**Excerpt**
☆ ☆ ☆
As of April 2021, they have a net worth of $46.2 billion, reports MacroTrend, a finance solutions company.

Partnering with CGC would see their business alongside Seth Rogen’s Houseplant, Martha Stewart, and Tweed.

Buying Into Canopy Growth (CGC)

CGC is Constellation Brands’ shortcut into cannabis. 

According to The Motley Fool, a financial news publication focused on stocks and investments, Constellation Brands owns 38.6% of CGC’s market shares. That’s a $4 billion stake in the company.

CGC has endured extreme financial problems in the past year. But Constellation Brands is keeping their investments in CGC since it has an established audience in the cannabis market. 

In a press release, CGC announced a $1.3 billion loss in their 2020 fourth fiscal quarter. Due to the coronavirus pandemic, and Canada’s strict lockdowns in March 2020, more than 20 retail locations closed indefinitely. The loss for that quarter grew because of it. 

The expense of restructuring also adds to these losses. MjBizDaily reports that CGC’s rollout of new cannabis products represented only 2% of their fourth quarter sales. A costly ambition to release these products without much revenue led to irreversible losses.
☆ ☆ ☆
[Collected data]
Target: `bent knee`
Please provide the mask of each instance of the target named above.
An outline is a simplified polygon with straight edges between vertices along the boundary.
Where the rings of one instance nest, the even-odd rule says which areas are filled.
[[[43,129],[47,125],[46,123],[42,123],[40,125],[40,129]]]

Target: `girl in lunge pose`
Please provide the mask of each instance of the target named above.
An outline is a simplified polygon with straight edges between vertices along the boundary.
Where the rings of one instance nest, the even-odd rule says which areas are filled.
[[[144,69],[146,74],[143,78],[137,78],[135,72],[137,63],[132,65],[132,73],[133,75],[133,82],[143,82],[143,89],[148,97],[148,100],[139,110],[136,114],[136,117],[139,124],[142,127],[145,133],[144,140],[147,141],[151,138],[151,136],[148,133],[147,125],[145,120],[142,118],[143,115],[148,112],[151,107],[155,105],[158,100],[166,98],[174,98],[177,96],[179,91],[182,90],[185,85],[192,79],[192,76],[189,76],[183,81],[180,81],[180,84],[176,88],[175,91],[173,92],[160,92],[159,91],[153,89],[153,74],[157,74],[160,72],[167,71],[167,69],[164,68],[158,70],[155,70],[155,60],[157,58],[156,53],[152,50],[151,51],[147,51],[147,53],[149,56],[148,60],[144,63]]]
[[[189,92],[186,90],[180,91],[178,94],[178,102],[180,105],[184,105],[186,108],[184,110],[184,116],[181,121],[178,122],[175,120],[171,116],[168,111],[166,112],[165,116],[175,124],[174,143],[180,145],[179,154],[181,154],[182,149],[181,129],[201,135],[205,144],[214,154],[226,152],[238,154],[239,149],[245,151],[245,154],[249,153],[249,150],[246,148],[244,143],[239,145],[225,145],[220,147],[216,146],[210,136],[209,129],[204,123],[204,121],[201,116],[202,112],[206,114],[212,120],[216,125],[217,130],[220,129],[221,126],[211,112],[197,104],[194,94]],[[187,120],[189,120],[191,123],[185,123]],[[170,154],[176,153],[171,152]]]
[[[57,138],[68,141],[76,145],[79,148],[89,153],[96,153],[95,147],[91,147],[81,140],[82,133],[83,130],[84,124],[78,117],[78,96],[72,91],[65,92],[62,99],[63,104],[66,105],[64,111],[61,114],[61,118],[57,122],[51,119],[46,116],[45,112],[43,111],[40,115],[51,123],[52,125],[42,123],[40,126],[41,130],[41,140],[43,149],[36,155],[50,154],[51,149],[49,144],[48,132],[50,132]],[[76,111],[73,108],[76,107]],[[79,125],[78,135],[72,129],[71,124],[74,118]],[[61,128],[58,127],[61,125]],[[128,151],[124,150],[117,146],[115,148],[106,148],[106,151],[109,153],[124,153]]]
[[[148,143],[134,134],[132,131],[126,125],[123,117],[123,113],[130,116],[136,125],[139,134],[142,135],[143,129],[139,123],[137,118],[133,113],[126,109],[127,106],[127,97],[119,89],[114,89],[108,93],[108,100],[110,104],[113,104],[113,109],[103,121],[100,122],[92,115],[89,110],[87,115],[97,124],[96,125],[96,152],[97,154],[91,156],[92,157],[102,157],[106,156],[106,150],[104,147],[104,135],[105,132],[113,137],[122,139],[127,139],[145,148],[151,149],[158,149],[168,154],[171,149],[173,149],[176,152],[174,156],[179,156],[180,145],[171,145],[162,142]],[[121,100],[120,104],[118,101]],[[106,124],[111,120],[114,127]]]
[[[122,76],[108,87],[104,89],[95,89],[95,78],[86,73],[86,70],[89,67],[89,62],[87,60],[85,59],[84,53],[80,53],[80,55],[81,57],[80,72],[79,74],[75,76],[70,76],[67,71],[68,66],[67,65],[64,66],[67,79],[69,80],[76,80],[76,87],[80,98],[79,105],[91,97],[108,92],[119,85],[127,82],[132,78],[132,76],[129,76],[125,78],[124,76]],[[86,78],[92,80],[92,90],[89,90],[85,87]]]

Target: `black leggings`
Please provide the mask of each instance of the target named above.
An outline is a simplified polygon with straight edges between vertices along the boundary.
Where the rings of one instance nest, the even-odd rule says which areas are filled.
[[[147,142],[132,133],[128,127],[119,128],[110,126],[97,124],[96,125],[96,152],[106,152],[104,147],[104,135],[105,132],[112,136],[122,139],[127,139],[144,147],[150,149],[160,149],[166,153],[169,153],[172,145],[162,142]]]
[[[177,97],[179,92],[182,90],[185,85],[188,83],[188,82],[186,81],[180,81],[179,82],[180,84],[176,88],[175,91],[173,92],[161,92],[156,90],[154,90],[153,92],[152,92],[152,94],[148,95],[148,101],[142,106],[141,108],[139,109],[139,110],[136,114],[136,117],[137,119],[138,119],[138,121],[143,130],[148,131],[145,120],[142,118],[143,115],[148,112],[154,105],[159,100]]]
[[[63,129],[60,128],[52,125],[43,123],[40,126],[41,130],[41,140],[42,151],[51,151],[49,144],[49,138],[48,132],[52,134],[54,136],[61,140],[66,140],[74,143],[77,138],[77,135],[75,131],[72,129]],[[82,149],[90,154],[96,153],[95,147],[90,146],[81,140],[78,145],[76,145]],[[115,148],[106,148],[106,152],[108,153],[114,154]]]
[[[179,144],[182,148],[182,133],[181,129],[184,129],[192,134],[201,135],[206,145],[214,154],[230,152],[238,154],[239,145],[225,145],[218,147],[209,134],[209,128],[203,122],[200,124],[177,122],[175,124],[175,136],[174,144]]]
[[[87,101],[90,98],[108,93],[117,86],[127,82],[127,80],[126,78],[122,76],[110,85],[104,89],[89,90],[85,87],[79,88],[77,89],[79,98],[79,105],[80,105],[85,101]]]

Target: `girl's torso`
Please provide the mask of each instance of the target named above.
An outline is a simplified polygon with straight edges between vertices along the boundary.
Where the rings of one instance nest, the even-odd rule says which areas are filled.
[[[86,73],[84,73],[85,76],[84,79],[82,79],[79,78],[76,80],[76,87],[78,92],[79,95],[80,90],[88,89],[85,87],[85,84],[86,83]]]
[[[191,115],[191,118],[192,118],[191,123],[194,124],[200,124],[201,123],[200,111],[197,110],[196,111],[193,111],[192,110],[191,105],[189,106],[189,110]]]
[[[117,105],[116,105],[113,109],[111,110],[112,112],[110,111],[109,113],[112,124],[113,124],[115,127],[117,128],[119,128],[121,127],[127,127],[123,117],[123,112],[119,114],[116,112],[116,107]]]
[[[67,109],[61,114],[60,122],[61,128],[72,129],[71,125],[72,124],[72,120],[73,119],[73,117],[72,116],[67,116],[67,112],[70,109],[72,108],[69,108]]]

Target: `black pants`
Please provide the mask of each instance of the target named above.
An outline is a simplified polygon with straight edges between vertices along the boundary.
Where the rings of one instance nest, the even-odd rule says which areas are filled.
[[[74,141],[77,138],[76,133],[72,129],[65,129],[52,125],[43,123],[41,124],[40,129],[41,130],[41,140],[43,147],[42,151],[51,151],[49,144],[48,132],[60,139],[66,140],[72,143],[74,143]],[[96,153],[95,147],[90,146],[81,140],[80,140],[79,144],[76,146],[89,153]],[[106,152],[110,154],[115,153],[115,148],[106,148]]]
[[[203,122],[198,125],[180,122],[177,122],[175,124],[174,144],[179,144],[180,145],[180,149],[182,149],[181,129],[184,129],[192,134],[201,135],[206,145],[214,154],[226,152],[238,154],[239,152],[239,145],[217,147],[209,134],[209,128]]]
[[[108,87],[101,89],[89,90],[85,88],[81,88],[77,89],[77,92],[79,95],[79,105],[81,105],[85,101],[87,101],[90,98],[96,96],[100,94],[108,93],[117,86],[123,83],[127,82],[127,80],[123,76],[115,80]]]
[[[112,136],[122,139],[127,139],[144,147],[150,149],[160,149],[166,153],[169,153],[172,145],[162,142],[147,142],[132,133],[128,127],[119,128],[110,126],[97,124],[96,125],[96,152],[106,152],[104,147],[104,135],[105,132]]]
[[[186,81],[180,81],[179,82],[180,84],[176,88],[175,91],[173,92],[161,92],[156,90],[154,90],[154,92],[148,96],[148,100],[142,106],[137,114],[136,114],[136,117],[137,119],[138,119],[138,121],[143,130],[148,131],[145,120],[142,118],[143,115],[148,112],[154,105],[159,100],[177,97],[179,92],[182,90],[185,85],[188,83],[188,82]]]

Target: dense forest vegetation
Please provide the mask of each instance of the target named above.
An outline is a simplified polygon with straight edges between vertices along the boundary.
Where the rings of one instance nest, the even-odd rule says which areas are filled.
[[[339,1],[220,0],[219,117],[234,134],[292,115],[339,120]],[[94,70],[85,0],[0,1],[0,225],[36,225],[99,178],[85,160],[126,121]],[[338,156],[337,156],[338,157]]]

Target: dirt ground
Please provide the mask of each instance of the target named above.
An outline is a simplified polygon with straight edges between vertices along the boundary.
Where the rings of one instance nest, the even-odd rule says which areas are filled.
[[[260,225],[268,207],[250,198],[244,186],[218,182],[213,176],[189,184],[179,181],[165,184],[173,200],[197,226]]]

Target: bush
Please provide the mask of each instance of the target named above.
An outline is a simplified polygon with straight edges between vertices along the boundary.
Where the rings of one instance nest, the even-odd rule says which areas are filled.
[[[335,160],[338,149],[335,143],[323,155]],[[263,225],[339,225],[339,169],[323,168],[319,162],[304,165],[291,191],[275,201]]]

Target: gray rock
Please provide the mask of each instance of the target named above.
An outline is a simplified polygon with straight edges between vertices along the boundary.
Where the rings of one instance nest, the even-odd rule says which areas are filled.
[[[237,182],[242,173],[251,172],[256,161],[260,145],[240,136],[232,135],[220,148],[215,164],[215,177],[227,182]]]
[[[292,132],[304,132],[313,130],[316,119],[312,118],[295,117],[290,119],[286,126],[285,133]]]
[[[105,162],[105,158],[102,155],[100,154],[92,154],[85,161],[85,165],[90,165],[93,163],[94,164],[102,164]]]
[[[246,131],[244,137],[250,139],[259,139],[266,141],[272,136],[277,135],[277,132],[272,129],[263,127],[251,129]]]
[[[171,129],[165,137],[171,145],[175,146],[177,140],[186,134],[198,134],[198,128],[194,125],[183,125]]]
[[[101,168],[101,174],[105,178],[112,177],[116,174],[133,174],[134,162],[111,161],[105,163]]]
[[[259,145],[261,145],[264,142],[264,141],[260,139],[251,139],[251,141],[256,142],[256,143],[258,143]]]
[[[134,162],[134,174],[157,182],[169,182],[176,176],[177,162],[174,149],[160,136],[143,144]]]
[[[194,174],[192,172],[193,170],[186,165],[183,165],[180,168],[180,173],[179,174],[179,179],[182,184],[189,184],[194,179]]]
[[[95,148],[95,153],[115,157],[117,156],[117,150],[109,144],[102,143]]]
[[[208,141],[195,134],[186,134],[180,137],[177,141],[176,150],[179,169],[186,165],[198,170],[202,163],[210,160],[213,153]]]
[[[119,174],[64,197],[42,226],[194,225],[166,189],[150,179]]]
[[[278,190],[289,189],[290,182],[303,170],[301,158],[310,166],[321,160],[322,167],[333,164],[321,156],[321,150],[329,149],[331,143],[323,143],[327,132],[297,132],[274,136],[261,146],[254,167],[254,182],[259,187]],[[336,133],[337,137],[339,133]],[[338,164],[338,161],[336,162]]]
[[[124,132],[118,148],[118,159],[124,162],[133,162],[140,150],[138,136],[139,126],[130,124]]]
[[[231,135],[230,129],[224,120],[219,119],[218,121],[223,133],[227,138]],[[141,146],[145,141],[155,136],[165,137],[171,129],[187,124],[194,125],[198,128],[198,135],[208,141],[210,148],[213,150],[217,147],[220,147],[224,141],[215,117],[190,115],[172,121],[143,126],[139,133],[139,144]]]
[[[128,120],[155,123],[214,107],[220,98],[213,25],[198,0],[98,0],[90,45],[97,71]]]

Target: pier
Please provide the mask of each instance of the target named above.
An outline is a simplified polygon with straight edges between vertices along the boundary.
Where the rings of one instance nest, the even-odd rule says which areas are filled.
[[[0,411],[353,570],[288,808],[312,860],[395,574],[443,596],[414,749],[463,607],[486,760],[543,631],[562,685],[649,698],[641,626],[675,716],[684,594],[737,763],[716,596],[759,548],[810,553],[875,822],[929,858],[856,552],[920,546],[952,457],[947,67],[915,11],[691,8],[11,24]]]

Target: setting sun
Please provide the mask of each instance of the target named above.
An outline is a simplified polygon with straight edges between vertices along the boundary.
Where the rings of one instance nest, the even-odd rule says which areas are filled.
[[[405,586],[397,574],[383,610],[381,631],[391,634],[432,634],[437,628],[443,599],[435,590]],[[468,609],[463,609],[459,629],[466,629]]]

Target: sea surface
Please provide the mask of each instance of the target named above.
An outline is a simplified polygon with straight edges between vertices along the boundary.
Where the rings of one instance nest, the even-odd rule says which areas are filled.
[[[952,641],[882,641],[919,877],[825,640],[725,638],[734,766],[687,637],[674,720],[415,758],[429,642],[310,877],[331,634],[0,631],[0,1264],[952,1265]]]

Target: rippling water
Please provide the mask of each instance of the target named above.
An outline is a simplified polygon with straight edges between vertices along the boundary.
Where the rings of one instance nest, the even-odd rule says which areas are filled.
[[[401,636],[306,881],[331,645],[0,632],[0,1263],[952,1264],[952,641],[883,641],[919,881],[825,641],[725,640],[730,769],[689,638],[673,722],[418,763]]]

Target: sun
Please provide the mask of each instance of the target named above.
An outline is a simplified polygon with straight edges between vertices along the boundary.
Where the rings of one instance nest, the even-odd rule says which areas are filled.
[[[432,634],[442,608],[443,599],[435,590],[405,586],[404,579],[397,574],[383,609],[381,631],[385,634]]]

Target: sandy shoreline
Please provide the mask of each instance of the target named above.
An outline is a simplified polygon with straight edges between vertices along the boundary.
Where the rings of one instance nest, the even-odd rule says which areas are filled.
☆ ☆ ☆
**What to work on**
A: Reproduce the passage of the Canopy Growth excerpt from "Partnering with CGC" to "the cannabis market.".
B: Answer these questions about the Canopy Growth excerpt:
(i) According to The Motley Fool, what percentage of CGC's market shares does Constellation Brands own?
(ii) How large a loss did CGC announce for its 2020 fourth fiscal quarter?
(iii) According to MjBizDaily, what share of CGC's fourth quarter sales came from its new cannabis products?
C: Resume the Canopy Growth excerpt, continuing it past its final sentence.

**Answers**
A:
Partnering with CGC would see their business alongside Seth Rogen’s Houseplant, Martha Stewart, and Tweed.

Buying Into Canopy Growth (CGC)

CGC is Constellation Brands’ shortcut into cannabis. 

According to The Motley Fool, a financial news publication focused on stocks and investments, Constellation Brands owns 38.6% of CGC’s market shares. That’s a $4 billion stake in the company.

CGC has endured extreme financial problems in the past year. But Constellation Brands is keeping their investments in CGC since it has an established audience in the cannabis market.

B:
(i) 38.6%
(ii) $1.3 billion
(iii) 2%

C:
CGC cut around 500 jobs and shut down two cultivation farms, further downsizing in an effort to extend the lifespan of the company. 

CGC outlined the future of the company, saying that, “the company no longer strives to be the first to every market, but strives to [be] the best and become a leading consumer insights and product development company in select priority markets, that matches products and consumer preferences in the cannabis space.”

Moving forward, 2021 is their transition year. They plan to focus more on consumer needs rather than solely on their business side. 

The CGC and Acreage Holdings Deal- What it Means For Constellation Brands

CGC is currently planning to acquire Acreage Holdings. From cultivating cannabis to setting up retail stores across the country, Acreage Holdings is a major multi-state cannabis operator across the U.S. 

Once CGC incorporates Acreage into its business, Constellation Brands would have an automatic investment in Acreage’s U.S. market. Ultimately, this transaction would put Constellation Brands’ $4 billion deal to good use, since it gives the company access to an international cannabis-infused drinks market.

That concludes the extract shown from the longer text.